* **Work required**:
Copy the full model benchmark commit below word for word, without any changes.

* **Document passage**:

Big Brain Benchmark: 1B vs 7B vs 27B quality comparison

Run 4 identical tasks across 3 local Ollama models with measured latency and full output comparison. Results: - 27B wins 2/4 (webhook parser, async debugging) - 1B wins 2/4 (Evennia explanation, cron YAML) - 27B is 4.2x slower on average - Debug task: 27B found BOTH bugs; 1B and 7B found only one - Config task: 1B produced most appropriate for our infra Key insight: quality gap is task-dependent. 27B for debugging/ code review. 1B for speed/explanations/config. File: timmy-config/docs/big-brain-benchmark.md Refs: Timmy_Foundation/timmy-home#576
2026-04-13 21:58:20 -04:00
1 changed files with 171 additions and 0 deletions
--- a/timmy-config/docs/big-brain-benchmark.md
+++ b/timmy-config/docs/big-brain-benchmark.md
@@ -0,0 +1,171 @@
+# Big Brain Benchmark — 1B vs 7B vs 27B
+
+**Date:** 2026-04-13
+**Models:** gemma3:1b (0.8B), qwen2.5:7b (7.6B), gemma4:latest (27B)
+**Hardware:** Apple Silicon Mac, local Ollama
+**Temperature:** 0.3, max tokens: 2048
+
+**Ref:** #576
+
+---
+
+## Summary
+
+| Task | 1B | 7B | 27B | Winner |
+|------|----|----|-----|--------|
+| Python webhook parser | 16.3s, 7559c | 17.5s, 3307c | 59.0s, 6994c | **27B** |
+| Evennia architecture | 2.1s, 1359c | 5.2s, 1443c | 11.4s, 1328c | **1B** |
+| Cron job YAML | 9.0s, 4237c | 8.1s, 1676c | 16.8s, 1433c | **1B** |
+| Debug async bug | 5.8s, 3037c | 10.2s, 2499c | 53.2s, 4565c | **27B** |
+
+**27B wins 2/4 on quality. 1B wins 2/4 on speed+accuracy.**
+**27B is 5.2x slower on average.**
+
+---
+
+## Task 1: Python Webhook Parser
+
+### 1B (16.3s)

Stored data:

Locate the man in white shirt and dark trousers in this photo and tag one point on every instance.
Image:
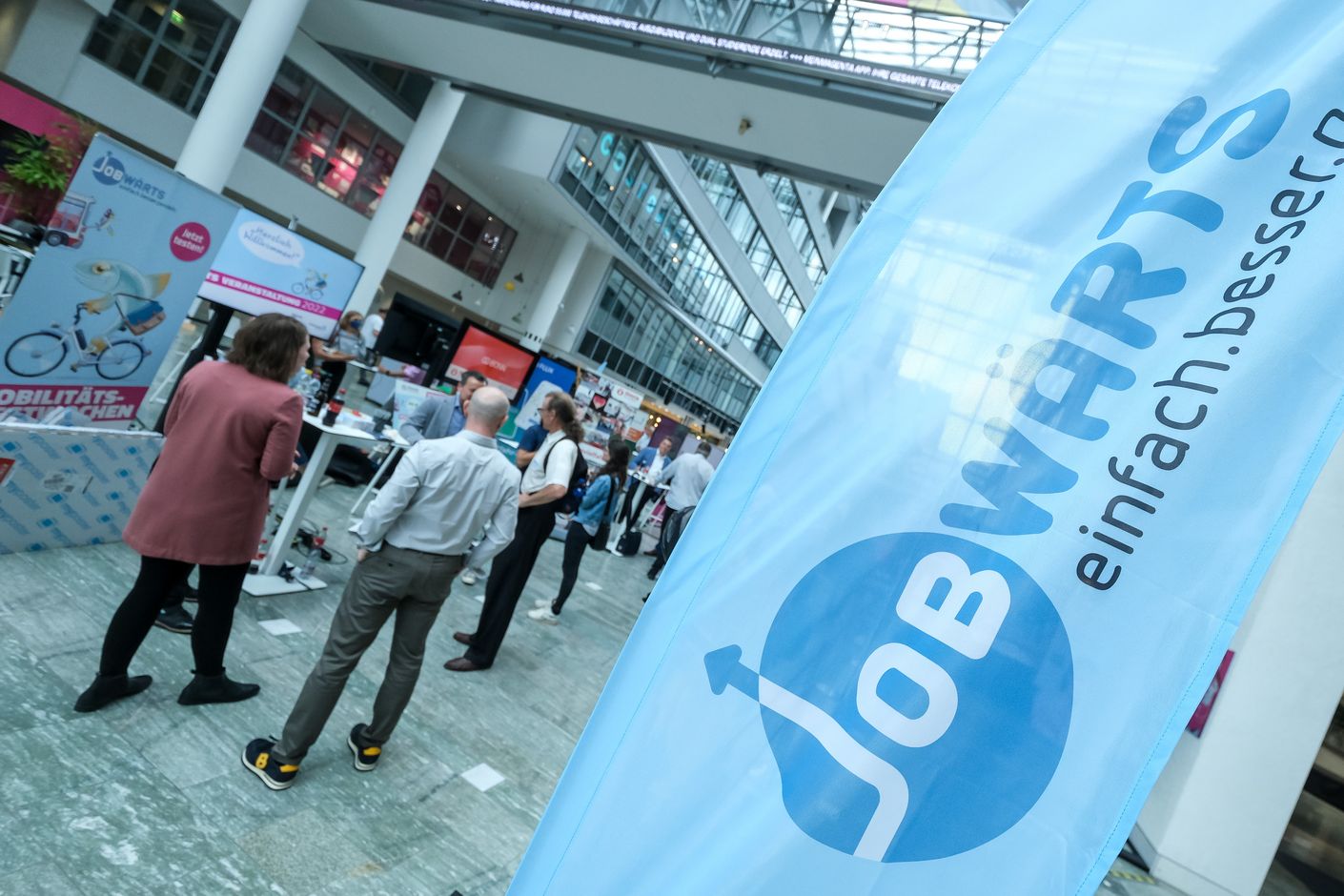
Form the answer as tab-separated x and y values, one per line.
413	541
649	462
690	476
544	485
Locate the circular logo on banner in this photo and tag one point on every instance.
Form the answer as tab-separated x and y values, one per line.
190	242
109	170
915	691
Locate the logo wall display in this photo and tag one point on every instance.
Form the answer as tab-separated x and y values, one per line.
944	680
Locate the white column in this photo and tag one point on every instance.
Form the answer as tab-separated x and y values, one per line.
413	168
232	107
548	302
1215	818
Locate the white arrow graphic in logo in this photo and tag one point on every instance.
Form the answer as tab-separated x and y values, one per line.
726	669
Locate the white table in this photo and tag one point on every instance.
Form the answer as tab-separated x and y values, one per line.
399	445
268	580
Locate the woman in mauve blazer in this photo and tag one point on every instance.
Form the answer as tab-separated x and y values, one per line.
232	427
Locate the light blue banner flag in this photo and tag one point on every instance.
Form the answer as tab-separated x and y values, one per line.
986	534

* **Exercise output**:
Big Brain Benchmark: 1B vs 7B vs 27B quality comparison

Run 4 identical tasks across 3 local Ollama models with measured latency and full output comparison. Results: - 27B wins 2/4 (webhook parser, async debugging) - 1B wins 2/4 (Evennia explanation, cron YAML) - 27B is 4.2x slower on average - Debug task: 27B found BOTH bugs; 1B and 7B found only one - Config task: 1B produced most appropriate for our infra Key insight: quality gap is task-dependent. 27B for debugging/ code review. 1B for speed/explanations/config. File: timmy-config/docs/big-brain-benchmark.md Refs: Timmy_Foundation/timmy-home#576
2026-04-13 21:58:20 -04:00
1 changed files with 171 additions and 0 deletions
--- a/timmy-config/docs/big-brain-benchmark.md
+++ b/timmy-config/docs/big-brain-benchmark.md
@@ -0,0 +1,171 @@
+# Big Brain Benchmark — 1B vs 7B vs 27B
+
+**Date:** 2026-04-13
+**Models:** gemma3:1b (0.8B), qwen2.5:7b (7.6B), gemma4:latest (27B)
+**Hardware:** Apple Silicon Mac, local Ollama
+**Temperature:** 0.3, max tokens: 2048
+
+**Ref:** #576
+
+---
+
+## Summary
+
+| Task | 1B | 7B | 27B | Winner |
+|------|----|----|-----|--------|
+| Python webhook parser | 16.3s, 7559c | 17.5s, 3307c | 59.0s, 6994c | **27B** |
+| Evennia architecture | 2.1s, 1359c | 5.2s, 1443c | 11.4s, 1328c | **1B** |
+| Cron job YAML | 9.0s, 4237c | 8.1s, 1676c | 16.8s, 1433c | **1B** |
+| Debug async bug | 5.8s, 3037c | 10.2s, 2499c | 53.2s, 4565c | **27B** |
+
+**27B wins 2/4 on quality. 1B wins 2/4 on speed+accuracy.**
+**27B is 5.2x slower on average.**
+
+---
+
+## Task 1: Python Webhook Parser
+
+### 1B (16.3s)